WORK REQUEST A:
List the four showings the IRS made under the Powell test, as given in the passage on the Standing Akimbo case.
WORK REQUEST B:
Go on with the passage on the Standing Akimbo case, starting after its final sentence.

DOCUMENT PASSAGE:
-- Opening Marker --
Beverly Hills tax attorney Jonathan Kalinski said it best: "Standing Akimbo is about whether the IRS followed the long-established four-part test from the 1964 U.S. Supreme Court case, United States v. Powell, 379 U.S. 48. Cert was likely denied in Standing Akimbo because the IRS demonstrated that (i) its investigation was being conducted for a legitimate purpose (compliance with tax laws); (ii) the information sought (records and/or testimony) may be relevant to that purpose; (iii) the IRS does not have the information that is sought by the summons; and (iv) the statutory (notice-type) steps have been followed. In Standing Akimbo, the IRS met its burden."

Thomas well knows that to determine whether tax laws have been followed, the taxing authorities need, at a minimum, records to review.

Thomas Does Not Begrudge Taxing Authorities' Use of Administrative Summonses

While Thomas did not begrudge the taxing authorities for using the administrative summons process, the Standing Akimbo principals -- legally operating Colorado medical marijuana businesses -- did. When the IRS asked for records, they provided some but not all of those requested. When the IRS persisted, the principals informed the IRS that since it appeared that the agency's representative was investigating federal drug crimes, they declined to provide potentially incriminating evidence without receiving immunity from prosecution.

Standing Akimbo would not provide to the IRS information about the licenses it had acquired from the state, nor the reports required by the state to be kept and submitted to Colorado's Enforcement Division to include Marijuana Enforcement Tracking and Reporting Compliance forms.

As a result, IRS issued multiple-third party summonses to agencies of the state of Colorado and to the taxpayers to get the information to verify the accuracy of Standing Akimbo and the principals' tax returns.
-- Closing Marker --
SUPPLIED INFORMATION:
-- Opening Marker --
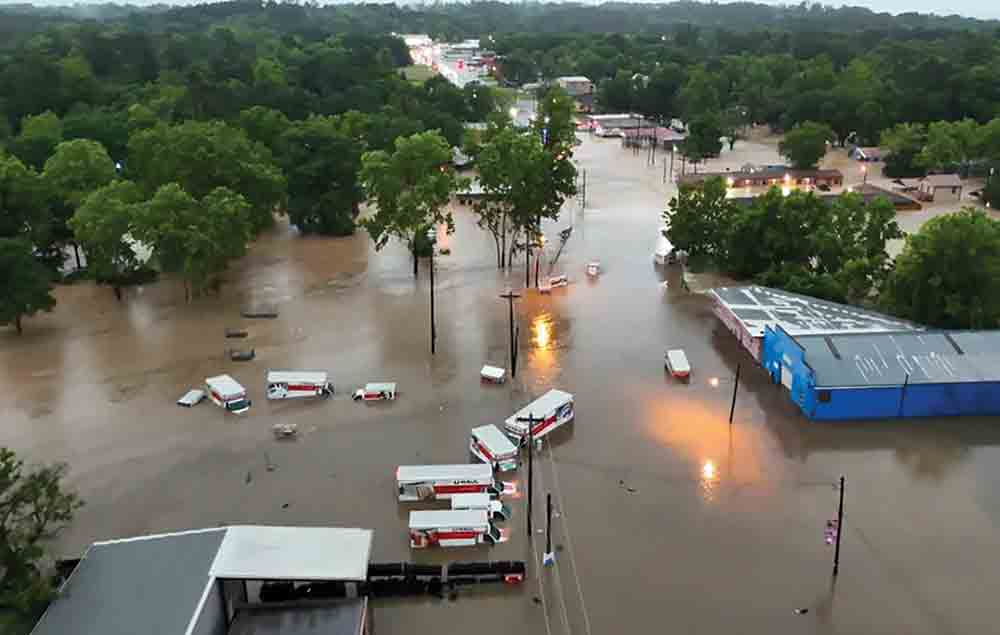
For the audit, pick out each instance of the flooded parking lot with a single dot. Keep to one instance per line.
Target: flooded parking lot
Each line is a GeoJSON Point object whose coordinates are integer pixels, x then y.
-- Closing Marker --
RESPONSE AREA A:
1. Its investigation was being conducted for a legitimate purpose (compliance with tax laws).
2. The information sought (records and/or testimony) may be relevant to that purpose.
3. The IRS does not have the information that is sought by the summons.
4. The statutory (notice-type) steps have been followed.

RESPONSE AREA B:
The IRS followed the Powell requirements and provided to the taxpayers copies of all summonses, along with procedural notice of their right to petition to quash the summonses. The taxpayers sued in federal court to stop the process.

The district court assigned the matter to a U.S. magistrate judge who granted the federal government's motion to dismiss and denied the motions to quash. The summonses would stand and could be enforced.

The taxpayers appealed to the 10th U.S. Circuit Court of Appeals. The first sentence of the court's 39-page appellate opinion made clear what the outcome would be: "The Internal Revenue Service ... is responsible to enforce the federal tax code against marijuana businesses operating legally under state law." The 10th Circuit held that the Standing Akimbo principals had, "failed to overcome the IRS's showing of good faith under Powell and have failed to establish that enforcing the summonses would constitute an abuse of process."

Ultimately, on June 28, the U.S. Supreme Court agreed.

The Tortured Marijuana Federal-State Pas de Deux

So, what's caught in Thomas' craw? It is the contorted back story that undergirds the case, which is not limited to the tax context.

Justice Thomas took the cert denied megaphone and laid bare a funhouse-mirror-of-strangeness facing marijuana users and marijuana businesses. Not only have national, mainstream publications started talking about marijuana tax code provisions, so too has the greater world been informed of the federal government's "half-in-half-out" (Thomas' words) relationship with marijuana.

He uses the cert-denied platform to highlight a handful of tortured aspects of America's pas de deux with marijuana:

(i) Marijuana Businesses' Second-Class Tax Treatment

Marijuana businesses are treated as illegal businesses for federal tax purposes. Congress was miffed by the fact that a Minneapolis drug dealer who trafficked in marijuana, cocaine powder and amphetamines operating in the 1970s won his deductions case at U.S. Tax Court. Since businesses both legal and illegal are required to pay taxes, drug dealer-taxpayer Edmondson was permitted to deduct things such as his scale, his transportation delivery costs, rent and even the food and entertainment costs "necessary" to carry out his business. See Edmondson v. Commissioner, 42 T.C.M, 1533 (1981).

In response, in 1982, Congress changed the tax laws. The new law on the books was Internal Revenue Code 280E, ironically sponsored by a Colorado U.S. senator. No longer would those involved in the business of illicit drugs get to take ordinary and necessary business deductions.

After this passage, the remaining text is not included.